TASK STATEMENT
The data should be transcribed in its entirety, word for word.

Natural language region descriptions
<<<<

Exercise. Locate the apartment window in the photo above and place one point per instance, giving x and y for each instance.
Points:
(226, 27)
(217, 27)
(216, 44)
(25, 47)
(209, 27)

>>>>

RESULT FOR THIS TASK
Exercise. Locate the apartment window in the photo above and place one point per instance, giving x and y for each instance.
Points:
(226, 27)
(217, 27)
(216, 44)
(25, 47)
(209, 27)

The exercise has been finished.